» **Exercise objective**
Continue the article on Romania's 2025 inflation, writing the next part after its final paragraph and leaving the material that follows it aside.

» **Quoted text**

Inflation ends 2025 above BNR estimates. The food basket remains a social barometer, and the increase in the price of coffee by 24% is a tax on the daily ritual

Romania ended the year 2025 with an annual inflation of 9.7% – a level above the estimates of the Board of Directors of the National Bank, after more than two years of a global slowdown in inflation. “The fiscal consolidation process will exert disinflationary pressures by reducing aggregate demand, which will cause a gradual decrease in CPI dynamics, reflecting including the adjustment of inflation expectations. Under these conditions, the annual inflation rate is forecast at 9.6% at the end of the current year and at 3.7% at the end of next year”, says the BNR in the Inflation Report.

The figures, published by the National Institute of Statistics in early January, show a stark contrast between goods categories: services led the rise, fueled by rising operational costs and less elastic demand.
In December 2025, prices of services increased by 11% compared to the same month in 2024, followed by non-food goods (+10.5%) and food products (+7.8%). Beyond statistical averages, the composition of inflation reveals an economy where energy shocks persist, logistics chains still reverberate, and consumers face an “invisible” phenomenon: the silent erosion of budgets, with real effects on living standards.
The food basket remains a social barometer. The 24% increase in the price of coffee in a single year – almost a tax on the daily ritual – captures this reality. Fresh fruit (+15%), sugar (+14%), beef (+12%), milk (+11%) and bread (+10%) reinforce the picture of organic inflation, fueled by production costs and, in some cases, global trade realignments.

» **Data segment**
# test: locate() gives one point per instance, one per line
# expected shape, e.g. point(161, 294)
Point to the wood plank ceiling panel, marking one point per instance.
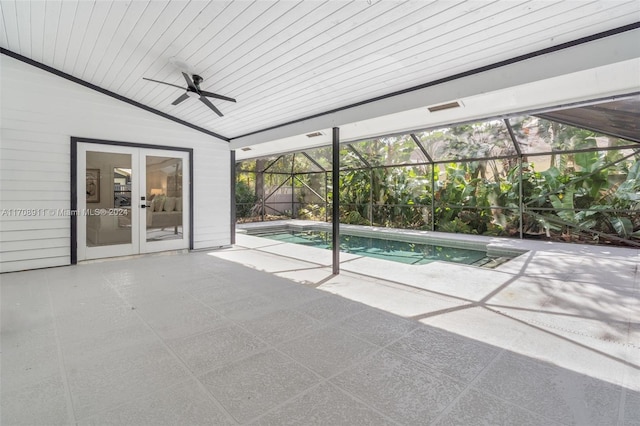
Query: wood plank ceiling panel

» **Response**
Even eggs, a product often taken as a benchmark of stability, rose in price by more than 10%.
There are, however, some benchmarks in the opposite direction: potatoes (-11%), canned vegetables (-1.4%) and pulses (-4.1%) all fell in price, along with a slight adjustment to sugar (-0.35%). There are exceptions that do not change the general direction, but avoid exaggerating the inflationary narrative.
But services are the central story of 2025. Rail transport rose by 24%, air flights by 18%, and apparently mundane services – hygiene, cosmetics, repairs – rose between 14% and 18%, signaling wage pressures and a lack of alternatives. Rents, a relevant indicator for urban mobility, rose by almost 9%, while healthcare became 13.6% more expensive – a detail that does not go unnoticed in a rapidly aging society.
The real shock of the year, however, came from the energy sector.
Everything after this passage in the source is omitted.